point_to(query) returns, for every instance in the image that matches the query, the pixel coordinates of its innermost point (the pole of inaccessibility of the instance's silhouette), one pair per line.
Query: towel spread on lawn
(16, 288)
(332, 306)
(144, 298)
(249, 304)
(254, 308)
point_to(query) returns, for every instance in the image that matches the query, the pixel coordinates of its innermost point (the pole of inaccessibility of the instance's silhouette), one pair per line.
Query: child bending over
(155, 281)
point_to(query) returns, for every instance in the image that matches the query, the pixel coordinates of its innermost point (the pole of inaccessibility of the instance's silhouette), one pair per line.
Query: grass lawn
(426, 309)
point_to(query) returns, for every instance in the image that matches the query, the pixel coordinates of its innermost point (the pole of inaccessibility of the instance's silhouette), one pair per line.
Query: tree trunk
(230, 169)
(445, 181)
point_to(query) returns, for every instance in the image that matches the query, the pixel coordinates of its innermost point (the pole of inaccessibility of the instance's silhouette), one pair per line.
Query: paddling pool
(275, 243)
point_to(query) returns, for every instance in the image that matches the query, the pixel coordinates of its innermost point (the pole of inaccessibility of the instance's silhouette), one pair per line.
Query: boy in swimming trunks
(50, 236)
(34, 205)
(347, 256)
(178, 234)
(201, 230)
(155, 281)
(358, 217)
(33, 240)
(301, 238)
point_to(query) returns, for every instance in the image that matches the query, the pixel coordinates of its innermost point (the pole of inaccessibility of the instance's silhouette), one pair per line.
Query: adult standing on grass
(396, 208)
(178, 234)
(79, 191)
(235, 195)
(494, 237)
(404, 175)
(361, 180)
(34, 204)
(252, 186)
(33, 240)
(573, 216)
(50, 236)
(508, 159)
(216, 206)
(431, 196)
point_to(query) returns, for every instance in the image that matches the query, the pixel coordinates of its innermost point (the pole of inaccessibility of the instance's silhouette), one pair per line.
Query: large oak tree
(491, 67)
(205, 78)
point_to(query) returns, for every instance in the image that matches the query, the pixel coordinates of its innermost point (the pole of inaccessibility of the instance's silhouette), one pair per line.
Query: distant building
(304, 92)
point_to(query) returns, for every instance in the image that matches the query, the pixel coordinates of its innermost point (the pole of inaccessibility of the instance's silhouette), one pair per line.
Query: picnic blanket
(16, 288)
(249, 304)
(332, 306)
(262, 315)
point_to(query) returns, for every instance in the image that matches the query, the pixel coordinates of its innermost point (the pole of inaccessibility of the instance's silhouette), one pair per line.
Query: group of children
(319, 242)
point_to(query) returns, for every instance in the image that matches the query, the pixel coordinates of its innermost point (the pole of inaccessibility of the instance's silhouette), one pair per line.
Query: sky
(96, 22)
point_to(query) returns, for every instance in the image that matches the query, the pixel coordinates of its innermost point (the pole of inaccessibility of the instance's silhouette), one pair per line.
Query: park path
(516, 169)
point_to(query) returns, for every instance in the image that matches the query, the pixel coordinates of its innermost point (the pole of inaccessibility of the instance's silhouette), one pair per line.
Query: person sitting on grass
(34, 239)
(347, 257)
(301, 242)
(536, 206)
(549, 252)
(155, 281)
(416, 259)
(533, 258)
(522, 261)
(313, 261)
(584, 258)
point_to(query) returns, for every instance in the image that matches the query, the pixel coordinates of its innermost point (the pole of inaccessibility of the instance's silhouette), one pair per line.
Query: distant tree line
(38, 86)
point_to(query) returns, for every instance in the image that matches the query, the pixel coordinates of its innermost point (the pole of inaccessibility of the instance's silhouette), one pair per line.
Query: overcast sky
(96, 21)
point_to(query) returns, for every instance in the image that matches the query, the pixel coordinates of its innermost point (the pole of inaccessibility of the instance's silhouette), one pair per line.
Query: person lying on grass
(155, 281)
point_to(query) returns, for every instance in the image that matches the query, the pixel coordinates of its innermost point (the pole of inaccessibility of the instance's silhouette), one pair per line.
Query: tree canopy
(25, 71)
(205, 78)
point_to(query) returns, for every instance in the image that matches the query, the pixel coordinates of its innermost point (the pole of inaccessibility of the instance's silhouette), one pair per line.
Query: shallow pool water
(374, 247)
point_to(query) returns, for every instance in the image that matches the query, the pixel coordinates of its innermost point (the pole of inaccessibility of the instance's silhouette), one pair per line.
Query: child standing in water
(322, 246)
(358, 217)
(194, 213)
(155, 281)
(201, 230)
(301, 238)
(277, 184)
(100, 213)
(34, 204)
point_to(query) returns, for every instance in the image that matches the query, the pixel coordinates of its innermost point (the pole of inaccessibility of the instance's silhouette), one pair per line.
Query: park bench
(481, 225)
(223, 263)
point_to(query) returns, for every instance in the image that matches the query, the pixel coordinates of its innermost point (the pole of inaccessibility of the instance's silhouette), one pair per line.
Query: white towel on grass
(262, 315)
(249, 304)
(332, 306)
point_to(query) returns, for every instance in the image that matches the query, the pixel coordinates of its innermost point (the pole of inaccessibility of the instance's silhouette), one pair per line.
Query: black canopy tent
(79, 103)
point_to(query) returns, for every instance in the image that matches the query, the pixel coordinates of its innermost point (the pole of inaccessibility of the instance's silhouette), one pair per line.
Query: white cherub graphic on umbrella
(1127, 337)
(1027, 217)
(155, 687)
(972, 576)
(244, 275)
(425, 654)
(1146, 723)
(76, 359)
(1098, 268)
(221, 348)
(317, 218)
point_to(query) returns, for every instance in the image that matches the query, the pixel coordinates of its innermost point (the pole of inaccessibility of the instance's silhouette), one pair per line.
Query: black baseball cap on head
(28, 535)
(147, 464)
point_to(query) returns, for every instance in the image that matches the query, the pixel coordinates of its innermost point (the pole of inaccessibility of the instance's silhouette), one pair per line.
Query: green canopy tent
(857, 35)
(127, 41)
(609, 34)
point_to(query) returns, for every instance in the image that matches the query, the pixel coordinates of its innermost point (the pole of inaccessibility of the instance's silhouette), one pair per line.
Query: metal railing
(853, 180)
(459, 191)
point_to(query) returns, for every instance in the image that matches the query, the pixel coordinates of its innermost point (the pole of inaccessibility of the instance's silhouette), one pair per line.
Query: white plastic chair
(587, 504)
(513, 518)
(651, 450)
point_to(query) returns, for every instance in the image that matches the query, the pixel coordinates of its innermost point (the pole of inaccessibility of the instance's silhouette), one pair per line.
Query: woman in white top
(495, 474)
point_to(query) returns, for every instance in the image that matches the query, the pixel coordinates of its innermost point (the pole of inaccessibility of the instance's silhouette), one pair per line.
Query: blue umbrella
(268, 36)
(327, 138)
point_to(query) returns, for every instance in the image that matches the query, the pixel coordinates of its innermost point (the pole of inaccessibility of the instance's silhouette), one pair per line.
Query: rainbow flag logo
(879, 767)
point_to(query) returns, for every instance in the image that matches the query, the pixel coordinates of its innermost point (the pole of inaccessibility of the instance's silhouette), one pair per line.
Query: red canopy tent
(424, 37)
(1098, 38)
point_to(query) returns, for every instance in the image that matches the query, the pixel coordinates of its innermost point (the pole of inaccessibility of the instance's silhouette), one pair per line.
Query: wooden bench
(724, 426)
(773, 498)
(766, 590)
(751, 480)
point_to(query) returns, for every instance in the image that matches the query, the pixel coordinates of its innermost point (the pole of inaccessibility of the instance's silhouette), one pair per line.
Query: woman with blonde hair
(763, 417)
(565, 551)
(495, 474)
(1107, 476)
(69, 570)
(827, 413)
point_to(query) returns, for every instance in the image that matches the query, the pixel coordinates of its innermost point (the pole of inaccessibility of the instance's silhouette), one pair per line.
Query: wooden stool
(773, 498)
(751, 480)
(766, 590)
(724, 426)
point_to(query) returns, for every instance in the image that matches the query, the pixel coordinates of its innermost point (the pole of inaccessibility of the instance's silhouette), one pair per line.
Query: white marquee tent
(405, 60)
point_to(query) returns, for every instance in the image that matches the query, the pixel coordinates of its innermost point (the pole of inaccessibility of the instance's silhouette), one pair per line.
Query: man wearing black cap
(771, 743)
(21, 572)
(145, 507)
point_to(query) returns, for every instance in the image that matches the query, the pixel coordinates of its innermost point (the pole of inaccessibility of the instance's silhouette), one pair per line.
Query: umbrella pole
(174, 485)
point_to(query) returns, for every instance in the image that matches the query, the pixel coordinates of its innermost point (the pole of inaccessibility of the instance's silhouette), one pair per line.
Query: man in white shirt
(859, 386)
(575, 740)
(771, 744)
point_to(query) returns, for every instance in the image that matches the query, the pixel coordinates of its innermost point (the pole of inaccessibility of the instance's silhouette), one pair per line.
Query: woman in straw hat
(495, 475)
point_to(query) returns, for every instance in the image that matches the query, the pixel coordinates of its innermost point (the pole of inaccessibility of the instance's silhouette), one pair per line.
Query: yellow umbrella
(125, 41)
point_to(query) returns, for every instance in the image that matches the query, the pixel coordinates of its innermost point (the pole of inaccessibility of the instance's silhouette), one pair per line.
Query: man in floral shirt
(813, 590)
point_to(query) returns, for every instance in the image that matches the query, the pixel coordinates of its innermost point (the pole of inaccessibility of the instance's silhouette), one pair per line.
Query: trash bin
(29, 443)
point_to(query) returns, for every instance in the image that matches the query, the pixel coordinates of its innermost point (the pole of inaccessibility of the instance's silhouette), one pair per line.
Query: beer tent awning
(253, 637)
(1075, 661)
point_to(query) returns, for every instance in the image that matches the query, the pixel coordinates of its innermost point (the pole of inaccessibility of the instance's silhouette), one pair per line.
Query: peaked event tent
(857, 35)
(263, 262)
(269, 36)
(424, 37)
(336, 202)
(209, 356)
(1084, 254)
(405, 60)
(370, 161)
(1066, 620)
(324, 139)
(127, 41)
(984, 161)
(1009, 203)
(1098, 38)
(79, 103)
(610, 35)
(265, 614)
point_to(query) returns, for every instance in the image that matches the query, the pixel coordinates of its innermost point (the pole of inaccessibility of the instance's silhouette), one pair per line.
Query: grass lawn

=== Your goal ===
The line containing "Query: trash bin" and all lines after it, through the last line of the data, should be retyped exactly.

=== Solved problem ===
Query: trash bin
(29, 443)
point_to(query) returns, for every instance in the image that matches the query, the pixel coordinates of its innermost point (the pole of inaccessibility of the instance's silhouette), one pair per line.
Query: beer tent awning
(253, 637)
(1075, 661)
point_to(query) returns, for every instance in the image that matches the query, the pixel coordinates of its innermost point (the pole of inaccessibility of the instance's silhouette), one pair per line.
Query: peaked event tent
(857, 35)
(263, 262)
(269, 36)
(424, 37)
(336, 202)
(209, 356)
(1084, 254)
(405, 60)
(370, 161)
(1066, 620)
(324, 139)
(127, 41)
(984, 161)
(1009, 203)
(1098, 38)
(79, 103)
(610, 35)
(265, 614)
point_to(query) returns, for every instance in the image that matches the query, the pixel coordinates of its innermost point (the pole of inaccessibility of the instance's silhouette), one pair per line.
Query: grass lawn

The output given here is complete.